WHAT TO WORK ON:
Look through the records that follow. Copy every line containing the word "each".

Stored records

╭──

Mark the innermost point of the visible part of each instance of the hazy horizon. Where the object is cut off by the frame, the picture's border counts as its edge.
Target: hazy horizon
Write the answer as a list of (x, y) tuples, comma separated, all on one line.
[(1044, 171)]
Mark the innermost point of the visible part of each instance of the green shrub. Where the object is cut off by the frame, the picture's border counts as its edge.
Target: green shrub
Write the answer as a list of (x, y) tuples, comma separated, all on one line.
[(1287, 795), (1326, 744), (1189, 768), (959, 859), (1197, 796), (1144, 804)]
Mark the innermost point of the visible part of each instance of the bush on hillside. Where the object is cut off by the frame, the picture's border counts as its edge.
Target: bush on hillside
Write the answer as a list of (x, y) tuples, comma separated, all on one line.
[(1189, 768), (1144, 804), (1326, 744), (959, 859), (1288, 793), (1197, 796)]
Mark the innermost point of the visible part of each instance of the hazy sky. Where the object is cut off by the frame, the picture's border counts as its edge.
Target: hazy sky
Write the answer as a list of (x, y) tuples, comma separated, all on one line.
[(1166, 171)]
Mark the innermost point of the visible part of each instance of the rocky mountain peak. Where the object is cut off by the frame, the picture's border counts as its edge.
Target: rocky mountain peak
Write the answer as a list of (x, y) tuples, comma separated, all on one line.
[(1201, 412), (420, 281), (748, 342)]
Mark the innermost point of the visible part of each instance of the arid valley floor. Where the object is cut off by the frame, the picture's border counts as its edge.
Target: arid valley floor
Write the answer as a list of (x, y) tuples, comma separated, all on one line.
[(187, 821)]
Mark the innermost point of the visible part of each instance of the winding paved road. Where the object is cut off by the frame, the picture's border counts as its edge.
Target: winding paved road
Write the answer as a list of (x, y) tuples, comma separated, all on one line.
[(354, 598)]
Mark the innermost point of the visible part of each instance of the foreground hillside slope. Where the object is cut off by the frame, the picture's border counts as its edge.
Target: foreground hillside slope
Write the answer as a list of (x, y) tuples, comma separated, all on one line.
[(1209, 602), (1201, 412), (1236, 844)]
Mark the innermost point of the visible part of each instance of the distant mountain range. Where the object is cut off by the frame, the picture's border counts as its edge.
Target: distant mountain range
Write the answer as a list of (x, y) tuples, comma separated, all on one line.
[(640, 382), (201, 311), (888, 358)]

╰──

THE ANSWER:
Mark the innermost point of the visible part of each instance of the hazy horizon. Where the object is cut off by the frame, the picture's border counts as its edge.
Mark the innermost point of the visible part of each instance of the green shrub. Where the object is cut off by the frame, the picture's border counts as its edge.
Mark the innermost point of the visible part of each instance of the bush on hillside. Where the object is cut off by the frame, the picture's border counts as its edge.
Mark the innermost point of the visible part of each instance of the hazy sky. Where the object is cut off by the frame, the picture's border counts as its edge.
Mark the innermost point of the visible part of each instance of the rocky mountain peak. Where the object is cut off by the frame, the picture's border counts as its edge.
Mark the innermost point of the visible part of each instance of the arid valley floor. Where the object is cut off by the frame, the picture's border counts as its edge.
Mark the innermost point of the visible part of each instance of the winding paved road. Where the object is cut off by the frame, the picture's border counts as its edge.
Mark the innermost point of the visible part of each instance of the foreground hillside slope. Where the object is cut off by the frame, the picture's border counts as its edge.
Mark the innermost point of the visible part of each instance of the distant mountain range. Where the object is cut off by the frame, the picture's border counts as its edge.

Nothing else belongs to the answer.